REQUIRED TASK =>
Convert all the data below into a Markdown table with the columns Row and Line. Number each non-blank line in order and omit blank lines.

TASK INPUT =>

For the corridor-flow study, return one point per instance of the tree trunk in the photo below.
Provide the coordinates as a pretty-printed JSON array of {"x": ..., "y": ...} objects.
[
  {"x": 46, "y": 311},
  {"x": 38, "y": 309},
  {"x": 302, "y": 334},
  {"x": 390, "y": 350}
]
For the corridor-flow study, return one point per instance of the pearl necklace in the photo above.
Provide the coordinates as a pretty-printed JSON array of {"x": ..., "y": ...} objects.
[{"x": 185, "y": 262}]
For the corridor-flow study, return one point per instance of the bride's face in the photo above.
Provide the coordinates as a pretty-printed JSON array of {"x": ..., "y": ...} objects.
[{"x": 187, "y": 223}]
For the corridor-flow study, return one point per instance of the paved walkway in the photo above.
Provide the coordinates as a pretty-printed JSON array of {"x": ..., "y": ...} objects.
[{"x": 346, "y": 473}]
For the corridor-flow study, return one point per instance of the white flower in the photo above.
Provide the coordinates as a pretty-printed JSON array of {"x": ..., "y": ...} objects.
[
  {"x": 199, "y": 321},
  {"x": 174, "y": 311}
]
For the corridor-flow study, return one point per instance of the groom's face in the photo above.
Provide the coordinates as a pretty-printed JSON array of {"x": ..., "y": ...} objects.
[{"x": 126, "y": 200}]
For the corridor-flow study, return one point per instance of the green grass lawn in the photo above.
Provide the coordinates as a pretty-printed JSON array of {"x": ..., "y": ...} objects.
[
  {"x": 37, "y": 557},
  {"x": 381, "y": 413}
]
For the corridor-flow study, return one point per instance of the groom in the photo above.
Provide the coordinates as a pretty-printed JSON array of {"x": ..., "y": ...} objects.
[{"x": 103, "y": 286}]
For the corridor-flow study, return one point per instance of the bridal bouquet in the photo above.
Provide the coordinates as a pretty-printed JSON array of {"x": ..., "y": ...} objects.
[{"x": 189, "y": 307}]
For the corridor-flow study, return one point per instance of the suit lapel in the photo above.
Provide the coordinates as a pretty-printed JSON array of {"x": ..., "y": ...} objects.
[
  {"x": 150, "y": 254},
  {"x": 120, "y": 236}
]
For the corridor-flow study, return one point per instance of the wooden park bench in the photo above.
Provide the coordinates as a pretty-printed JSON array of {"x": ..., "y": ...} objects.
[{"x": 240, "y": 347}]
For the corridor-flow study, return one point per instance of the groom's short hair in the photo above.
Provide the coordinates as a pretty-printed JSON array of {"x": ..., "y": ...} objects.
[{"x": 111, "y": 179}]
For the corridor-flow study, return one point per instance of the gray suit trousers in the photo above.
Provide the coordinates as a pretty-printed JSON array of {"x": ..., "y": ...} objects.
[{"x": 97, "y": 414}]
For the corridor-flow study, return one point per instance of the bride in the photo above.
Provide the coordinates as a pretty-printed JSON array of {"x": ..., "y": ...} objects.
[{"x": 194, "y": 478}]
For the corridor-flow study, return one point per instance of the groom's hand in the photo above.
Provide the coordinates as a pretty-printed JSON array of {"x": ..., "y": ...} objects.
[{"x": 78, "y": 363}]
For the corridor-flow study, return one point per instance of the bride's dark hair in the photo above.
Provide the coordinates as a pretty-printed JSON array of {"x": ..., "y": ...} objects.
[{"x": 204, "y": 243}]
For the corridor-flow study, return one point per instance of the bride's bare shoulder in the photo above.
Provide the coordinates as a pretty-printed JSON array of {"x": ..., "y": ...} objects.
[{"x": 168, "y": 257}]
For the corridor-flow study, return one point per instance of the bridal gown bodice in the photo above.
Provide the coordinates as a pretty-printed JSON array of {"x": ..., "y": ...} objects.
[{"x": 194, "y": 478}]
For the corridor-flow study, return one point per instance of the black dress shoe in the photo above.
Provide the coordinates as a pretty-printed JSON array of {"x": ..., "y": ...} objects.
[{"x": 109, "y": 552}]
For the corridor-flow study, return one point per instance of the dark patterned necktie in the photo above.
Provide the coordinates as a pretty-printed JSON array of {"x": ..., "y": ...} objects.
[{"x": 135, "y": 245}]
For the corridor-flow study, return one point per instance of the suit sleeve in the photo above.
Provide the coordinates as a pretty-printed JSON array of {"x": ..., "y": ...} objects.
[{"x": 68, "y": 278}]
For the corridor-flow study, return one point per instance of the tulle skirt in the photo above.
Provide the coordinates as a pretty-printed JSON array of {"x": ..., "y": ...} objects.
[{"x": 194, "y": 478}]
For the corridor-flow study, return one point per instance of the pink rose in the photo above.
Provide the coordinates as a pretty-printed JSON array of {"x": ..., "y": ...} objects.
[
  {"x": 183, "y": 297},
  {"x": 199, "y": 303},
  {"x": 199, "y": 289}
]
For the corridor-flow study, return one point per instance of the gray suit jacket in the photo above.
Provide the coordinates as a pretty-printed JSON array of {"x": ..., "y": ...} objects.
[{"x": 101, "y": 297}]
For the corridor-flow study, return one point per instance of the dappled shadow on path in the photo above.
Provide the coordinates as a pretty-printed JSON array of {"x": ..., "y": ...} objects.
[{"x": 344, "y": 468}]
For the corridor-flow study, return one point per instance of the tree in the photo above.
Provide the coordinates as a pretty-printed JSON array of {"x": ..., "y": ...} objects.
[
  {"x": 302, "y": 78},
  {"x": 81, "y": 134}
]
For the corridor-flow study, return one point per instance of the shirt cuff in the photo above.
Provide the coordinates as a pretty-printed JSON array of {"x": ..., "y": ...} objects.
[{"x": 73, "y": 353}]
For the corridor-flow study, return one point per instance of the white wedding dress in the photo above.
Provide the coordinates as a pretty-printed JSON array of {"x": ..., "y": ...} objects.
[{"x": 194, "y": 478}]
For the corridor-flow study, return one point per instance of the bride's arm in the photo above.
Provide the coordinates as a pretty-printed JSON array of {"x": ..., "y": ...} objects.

TASK SOLUTION =>
| Row | Line |
|---|---|
| 1 | For the corridor-flow study, return one point per instance of the tree trunk in the photo below. |
| 2 | Provide the coordinates as a pretty-printed JSON array of {"x": ..., "y": ...} objects. |
| 3 | [ |
| 4 |   {"x": 46, "y": 311}, |
| 5 |   {"x": 38, "y": 309}, |
| 6 |   {"x": 302, "y": 334}, |
| 7 |   {"x": 390, "y": 350} |
| 8 | ] |
| 9 | For the corridor-flow study, return one point per instance of the pearl necklace in the photo above. |
| 10 | Provide the coordinates as a pretty-printed JSON array of {"x": ..., "y": ...} objects. |
| 11 | [{"x": 185, "y": 262}] |
| 12 | For the corridor-flow study, return one point per instance of the bride's face in the photo above. |
| 13 | Provide the coordinates as a pretty-printed JSON array of {"x": ..., "y": ...} objects. |
| 14 | [{"x": 187, "y": 223}] |
| 15 | For the corridor-flow study, return one point per instance of the paved walkway in the photo above. |
| 16 | Provide the coordinates as a pretty-printed JSON array of {"x": ..., "y": ...} objects. |
| 17 | [{"x": 346, "y": 473}] |
| 18 | For the corridor-flow study, return one point per instance of the white flower in the photo above. |
| 19 | Provide the coordinates as a pretty-printed JSON array of {"x": ..., "y": ...} objects. |
| 20 | [ |
| 21 |   {"x": 199, "y": 321}, |
| 22 |   {"x": 174, "y": 311} |
| 23 | ] |
| 24 | For the corridor-flow study, return one point per instance of the groom's face in the photo above. |
| 25 | Provide the coordinates as a pretty-printed JSON array of {"x": ..., "y": ...} objects. |
| 26 | [{"x": 126, "y": 200}] |
| 27 | For the corridor-flow study, return one point per instance of the green grass lawn in the photo above. |
| 28 | Provide the coordinates as a pretty-printed JSON array of {"x": ..., "y": ...} objects. |
| 29 | [ |
| 30 |   {"x": 37, "y": 557}, |
| 31 |   {"x": 381, "y": 413} |
| 32 | ] |
| 33 | For the corridor-flow study, return one point per instance of the groom in the photo above. |
| 34 | Provide the coordinates as a pretty-printed JSON array of {"x": ..., "y": ...} objects. |
| 35 | [{"x": 103, "y": 286}] |
| 36 | For the corridor-flow study, return one point per instance of the bridal bouquet in the photo above. |
| 37 | Provide the coordinates as a pretty-printed JSON array of {"x": ..., "y": ...} objects. |
| 38 | [{"x": 189, "y": 307}] |
| 39 | For the corridor-flow study, return one point per instance of the suit lapel in the photo above. |
| 40 | Provide the coordinates as a pretty-printed JSON array of {"x": ..., "y": ...} objects. |
| 41 | [ |
| 42 |   {"x": 150, "y": 254}, |
| 43 |   {"x": 120, "y": 236} |
| 44 | ] |
| 45 | For the corridor-flow study, return one point per instance of the wooden park bench in the photo above. |
| 46 | Provide the coordinates as a pretty-printed JSON array of {"x": ..., "y": ...} objects. |
| 47 | [{"x": 240, "y": 347}] |
| 48 | For the corridor-flow study, return one point per instance of the groom's short hair in the photo above. |
| 49 | Provide the coordinates as a pretty-printed JSON array of {"x": ..., "y": ...} objects. |
| 50 | [{"x": 111, "y": 179}] |
| 51 | For the corridor-flow study, return one point per instance of the gray suit trousers in the photo above. |
| 52 | Provide the coordinates as a pretty-printed JSON array of {"x": ..., "y": ...} objects. |
| 53 | [{"x": 97, "y": 414}] |
| 54 | For the corridor-flow study, return one point per instance of the bride in the photo above. |
| 55 | Provide the coordinates as a pretty-printed JSON array of {"x": ..., "y": ...} objects. |
| 56 | [{"x": 194, "y": 478}] |
| 57 | For the corridor-flow study, return one point per instance of the groom's hand in the photo above. |
| 58 | Provide the coordinates as a pretty-printed JSON array of {"x": ..., "y": ...} objects. |
| 59 | [{"x": 78, "y": 363}] |
| 60 | For the corridor-flow study, return one point per instance of the bride's dark hair in the photo above. |
| 61 | Provide the coordinates as a pretty-printed JSON array of {"x": ..., "y": ...} objects. |
| 62 | [{"x": 204, "y": 243}] |
| 63 | For the corridor-flow study, return one point per instance of the bride's bare shoulder in the photo above. |
| 64 | Provide the coordinates as a pretty-printed JSON array of {"x": ..., "y": ...} objects. |
| 65 | [{"x": 168, "y": 257}] |
| 66 | For the corridor-flow study, return one point per instance of the bridal gown bodice in the photo above. |
| 67 | Provide the coordinates as a pretty-printed JSON array of {"x": ..., "y": ...} objects. |
| 68 | [{"x": 194, "y": 478}] |
| 69 | For the corridor-flow study, return one point per instance of the black dress shoe in the photo above. |
| 70 | Provide the coordinates as a pretty-printed JSON array of {"x": ..., "y": ...} objects. |
| 71 | [{"x": 109, "y": 552}] |
| 72 | For the corridor-flow study, return one point per instance of the dark patterned necktie in the photo above. |
| 73 | Provide the coordinates as a pretty-printed JSON array of {"x": ..., "y": ...} objects. |
| 74 | [{"x": 135, "y": 245}] |
| 75 | For the corridor-flow study, return one point per instance of the suit sleeve in the photo above. |
| 76 | Provide the coordinates as a pretty-printed JSON array of {"x": ..., "y": ...} objects. |
| 77 | [{"x": 68, "y": 278}] |
| 78 | For the corridor-flow study, return one point per instance of the tulle skirt in the photo above. |
| 79 | Provide the coordinates as a pretty-printed JSON array of {"x": ..., "y": ...} objects. |
| 80 | [{"x": 194, "y": 478}] |
| 81 | For the corridor-flow study, return one point per instance of the pink rose in the photo above. |
| 82 | Provide the coordinates as a pretty-printed JSON array of {"x": ..., "y": ...} objects. |
| 83 | [ |
| 84 |   {"x": 183, "y": 297}, |
| 85 |   {"x": 199, "y": 303}, |
| 86 |   {"x": 199, "y": 289} |
| 87 | ] |
| 88 | For the corridor-flow study, return one point per instance of the gray suit jacket in the photo above. |
| 89 | Provide the coordinates as a pretty-printed JSON array of {"x": ..., "y": ...} objects. |
| 90 | [{"x": 101, "y": 297}] |
| 91 | For the corridor-flow study, return one point per instance of the dappled shadow on path in the photo above. |
| 92 | Provide the coordinates as a pretty-printed JSON array of {"x": ..., "y": ...} objects. |
| 93 | [{"x": 344, "y": 468}] |
| 94 | For the corridor-flow study, return one point per instance of the tree in the photo above. |
| 95 | Provide the coordinates as a pretty-printed JSON array of {"x": ..., "y": ...} objects. |
| 96 | [ |
| 97 |   {"x": 302, "y": 78}, |
| 98 |   {"x": 81, "y": 134} |
| 99 | ] |
| 100 | For the corridor-flow study, return one point per instance of the shirt cuff in the photo above. |
| 101 | Provide the coordinates as a pretty-printed JSON array of {"x": ..., "y": ...} objects. |
| 102 | [{"x": 73, "y": 353}] |
| 103 | For the corridor-flow study, return one point per instance of the white wedding dress in the photo above. |
| 104 | Provide the coordinates as a pretty-printed JSON array of {"x": ..., "y": ...} objects. |
| 105 | [{"x": 194, "y": 478}] |
| 106 | For the corridor-flow study, return one point per instance of the bride's arm in the photo above. |
| 107 | Provide the coordinates as a pretty-printed JSON array of {"x": ..., "y": ...} objects. |